MATERIAL PROVIDED –
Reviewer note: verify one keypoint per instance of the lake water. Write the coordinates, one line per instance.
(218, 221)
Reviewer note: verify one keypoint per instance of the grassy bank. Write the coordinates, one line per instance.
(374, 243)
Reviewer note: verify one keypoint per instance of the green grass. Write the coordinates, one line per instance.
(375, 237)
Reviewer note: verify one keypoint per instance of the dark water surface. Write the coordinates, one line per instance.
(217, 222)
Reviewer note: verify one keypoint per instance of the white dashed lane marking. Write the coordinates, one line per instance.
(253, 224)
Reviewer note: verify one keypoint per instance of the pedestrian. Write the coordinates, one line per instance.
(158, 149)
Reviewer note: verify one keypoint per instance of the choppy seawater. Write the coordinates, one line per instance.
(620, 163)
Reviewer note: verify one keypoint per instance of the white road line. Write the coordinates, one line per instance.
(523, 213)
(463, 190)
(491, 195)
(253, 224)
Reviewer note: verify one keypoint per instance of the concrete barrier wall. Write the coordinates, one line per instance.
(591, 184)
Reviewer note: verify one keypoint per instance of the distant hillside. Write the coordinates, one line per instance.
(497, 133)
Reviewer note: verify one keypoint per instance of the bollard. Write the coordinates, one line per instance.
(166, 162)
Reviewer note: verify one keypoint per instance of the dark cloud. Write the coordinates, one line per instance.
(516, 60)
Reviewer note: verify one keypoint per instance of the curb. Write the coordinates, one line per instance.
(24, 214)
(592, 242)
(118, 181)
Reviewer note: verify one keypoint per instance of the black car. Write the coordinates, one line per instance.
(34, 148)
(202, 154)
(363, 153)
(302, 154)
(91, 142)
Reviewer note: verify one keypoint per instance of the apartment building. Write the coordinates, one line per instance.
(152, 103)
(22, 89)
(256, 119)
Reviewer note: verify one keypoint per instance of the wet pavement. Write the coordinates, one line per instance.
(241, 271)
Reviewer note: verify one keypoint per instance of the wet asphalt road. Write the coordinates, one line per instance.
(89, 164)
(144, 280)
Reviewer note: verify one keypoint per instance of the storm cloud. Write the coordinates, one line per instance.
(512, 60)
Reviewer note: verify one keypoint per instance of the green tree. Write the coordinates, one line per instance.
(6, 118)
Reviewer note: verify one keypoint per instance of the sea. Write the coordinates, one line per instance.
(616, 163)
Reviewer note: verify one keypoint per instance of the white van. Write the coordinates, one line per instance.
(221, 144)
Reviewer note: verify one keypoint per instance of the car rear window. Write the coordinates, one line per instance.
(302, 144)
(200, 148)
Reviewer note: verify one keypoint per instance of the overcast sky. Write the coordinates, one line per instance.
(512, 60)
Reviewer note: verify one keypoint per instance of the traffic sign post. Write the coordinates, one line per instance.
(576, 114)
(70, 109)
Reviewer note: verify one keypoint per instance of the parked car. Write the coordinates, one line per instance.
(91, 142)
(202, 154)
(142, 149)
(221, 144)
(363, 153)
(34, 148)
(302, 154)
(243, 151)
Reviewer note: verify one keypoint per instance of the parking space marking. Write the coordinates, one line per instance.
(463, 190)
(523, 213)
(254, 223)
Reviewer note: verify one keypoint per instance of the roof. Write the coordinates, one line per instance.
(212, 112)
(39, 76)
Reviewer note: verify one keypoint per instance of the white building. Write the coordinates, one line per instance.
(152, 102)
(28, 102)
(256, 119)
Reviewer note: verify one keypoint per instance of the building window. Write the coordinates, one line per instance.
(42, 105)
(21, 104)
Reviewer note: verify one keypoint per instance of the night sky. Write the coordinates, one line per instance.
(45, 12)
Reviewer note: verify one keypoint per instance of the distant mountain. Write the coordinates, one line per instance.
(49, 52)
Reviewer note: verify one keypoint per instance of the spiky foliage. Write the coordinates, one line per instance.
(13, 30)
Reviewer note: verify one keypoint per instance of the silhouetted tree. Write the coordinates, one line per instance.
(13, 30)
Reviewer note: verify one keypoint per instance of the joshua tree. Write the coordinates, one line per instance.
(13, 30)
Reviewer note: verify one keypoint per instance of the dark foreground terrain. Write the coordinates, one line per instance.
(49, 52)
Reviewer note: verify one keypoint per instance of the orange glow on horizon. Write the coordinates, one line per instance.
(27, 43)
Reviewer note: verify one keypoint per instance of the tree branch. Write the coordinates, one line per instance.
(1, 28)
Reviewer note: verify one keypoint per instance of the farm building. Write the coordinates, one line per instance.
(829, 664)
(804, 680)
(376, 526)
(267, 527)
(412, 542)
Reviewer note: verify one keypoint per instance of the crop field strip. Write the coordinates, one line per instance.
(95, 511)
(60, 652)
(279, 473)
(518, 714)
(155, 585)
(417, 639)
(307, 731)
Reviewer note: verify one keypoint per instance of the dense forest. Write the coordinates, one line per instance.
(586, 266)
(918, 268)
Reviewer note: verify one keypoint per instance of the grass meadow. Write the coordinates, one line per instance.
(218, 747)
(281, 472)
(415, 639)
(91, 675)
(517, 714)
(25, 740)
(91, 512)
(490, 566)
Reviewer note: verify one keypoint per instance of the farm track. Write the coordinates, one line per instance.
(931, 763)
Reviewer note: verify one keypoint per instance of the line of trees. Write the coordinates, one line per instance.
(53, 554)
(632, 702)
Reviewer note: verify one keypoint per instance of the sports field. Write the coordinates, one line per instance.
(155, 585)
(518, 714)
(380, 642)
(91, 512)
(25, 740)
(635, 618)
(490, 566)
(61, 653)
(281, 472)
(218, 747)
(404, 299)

INSTRUCTIONS FOR THE TASK – Recast the rows from the line containing "meadow. Write the coordinates, one line per instance." through the end of the rows as a two-column CSV with the headers instruction and points. Give one CSV line per row: put its text under instruction and its answer under points, with each in a single quoted field and any line breaks replaced by spaces.

RESPONSE BELOW –
instruction,points
"Reviewer note: verify one keypoint per instance of the grass meadow. Write the coordinates, one line per instance.","(218, 747) (281, 472) (415, 639) (91, 675) (517, 714) (25, 740) (91, 512) (490, 566)"
"Reviewer note: verify one keypoint per instance of the farm track. Write the coordinates, one line per instance.","(931, 763)"
"Reviewer note: verify one keypoint per instance of the line of trees. Write the coordinates, one line per instance.","(53, 554) (632, 702)"
"Reviewer note: verify one keypoint per instance of the sports field. Write the coordinates, one line per instance.","(155, 585) (518, 714) (380, 642) (91, 512) (25, 740) (635, 618) (490, 566) (61, 653) (281, 472) (218, 747) (404, 299)"